### OBIETTIVO A:
Traduci in inglese questa frase del brano sull'ideologia nella società capitalistica: «In estrema sintesi, si è visto come la realtà nella società capitalistica appaia, si manifesti, in un modo determinato: questo modo fa sì che i reali rapporti sociali siano sempre dissimulati, non chiari (opachi).»
### OBIETTIVO B:
Prosegui il brano sull'ideologia nella società capitalistica, scrivendo il seguito dopo la sua ultima frase.

### BRANO DEL DOCUMENTO:
==================================================
Nella prima parte di Classe, coscienza e potere[2] abbiamo, tra l’altro, affrontato il tema dell’ideologia e quello del carattere feticistico delle merci.

In estrema sintesi, si è visto come la realtà nella società capitalistica appaia, si manifesti, in un modo determinato: questo modo fa sì che i reali rapporti sociali siano sempre dissimulati, non chiari (opachi).

La coscienza spontanea non “si sbaglia” percependo illusoriamente qualcosa di irreale; è che, ripetiamo, il modo in cui appare la realtà nella società capitalistica (e non potrebbe apparire in altro modo) lascia sempre non chiari i reali rapporti sociali.

Di conseguenza il lavoro degli ideologi non è di cospirare e poi elaborare e diffondere fantasiose rappresentazioni di una realtà che non esiste. A ben guardare, questo presuppone una concezione risibilmente puerile della lotta di classe, con una borghesia che, dopo aver complottato, decreta segretamente di mettere a libro paga questo o quell’ideologo servile, con lo scopo esplicito d’imbrogliare i lavoratori.

Ciò che accade è più complesso. La realtà si manifesta necessariamente in maniera dissimulata a ogni coscienza spontanea, non selettivamente alla tuta blu: di conseguenza manca a ogni coscienza spontanea la chiara visione dei rapporti sociali, e quindi è doppiamente risibile personificare la lotta di classe con Soggetti che tramano, cospirano, pagano e imbrogliano. Su questa opacità, questa non chiarezza - che è propria del capitalismo che rende oscuri i rapporti tra uomini, che appaiono come rapporti tra cose - si sviluppa il lavoro degli ideologi. Questo lavoro, consapevole o meno, non è però senza risultato, ma al contrario opera con grande potenza nell’allargare e approfondire questa dissimulazione.
==================================================
### DATI FORNITI:

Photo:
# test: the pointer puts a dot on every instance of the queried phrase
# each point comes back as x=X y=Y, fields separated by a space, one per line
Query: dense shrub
==================================================
### RISPOSTA A:
In brief, we saw how reality in capitalist society appears, manifests itself, in a specific way: this way ensures that real social relations are always concealed, unclear (opaque).

### RISPOSTA B:
Anche per questo nell’articolo citato (al quale rimandiamo) abbiamo contestato la tesi secondo la quale la teoria del feticismo delle merci rappresenti una sostituzione del concetto che Marx espresse da giovane di “ideologia” come “falsa coscienza”, tesi secondo la quale il concetto di dissimulazione rimuoverebbe quello di mistificazione, almeno in gran parte. Nell’articolo citato abbiamo invece assunto come orientamento teorico l’idea che “non si escludano e che anzi possano rappresentare momenti di un'elaborazione complessiva”.

Nel Capitale Marx trova un'analogia tra questo fenomeno di necessaria dissimulazione e le “regioni nebulose della religione”.

Nella religione accade che i “prodotti della mente prendono forma di esseri dotati di vita propria, di esistenza indipendente, e di esseri collegati tra loro e con gli uomini”. Allo stesso modo la relazione sociale tra gli uomini appare oggi in una “forma fantasmagorica di una relazione fra oggetti materiali”. Sono fenomeni feticistici analoghi[3].

Nel suo Feticismo, religione e teoria generale dell'ideologia in Marx[4], Godelier aveva ben evidenziato come lo sviluppo della divisione in classi della società avesse comportato “una nuova tappa del pensiero religioso che porta alla divinizzazione degli stessi rapporti sociali nella persona di coloro che dominano la società....”. Continua l'articolo: “uno dei punti principali di questa tesi di Marx consiste nel sottolineare che l'ideologia religiosa è la forma dominante della ideologia spontanea dei popoli primitivi e che tale rimane per gran parte delle fasi ulteriori dello sviluppo storico fino al capitalismo”. Per gli uomini primitivi, quindi, natura e società prendono spontaneamente forme sacre, una sacralizzazione che resiste ai secoli fino, appunto, al capitalismo.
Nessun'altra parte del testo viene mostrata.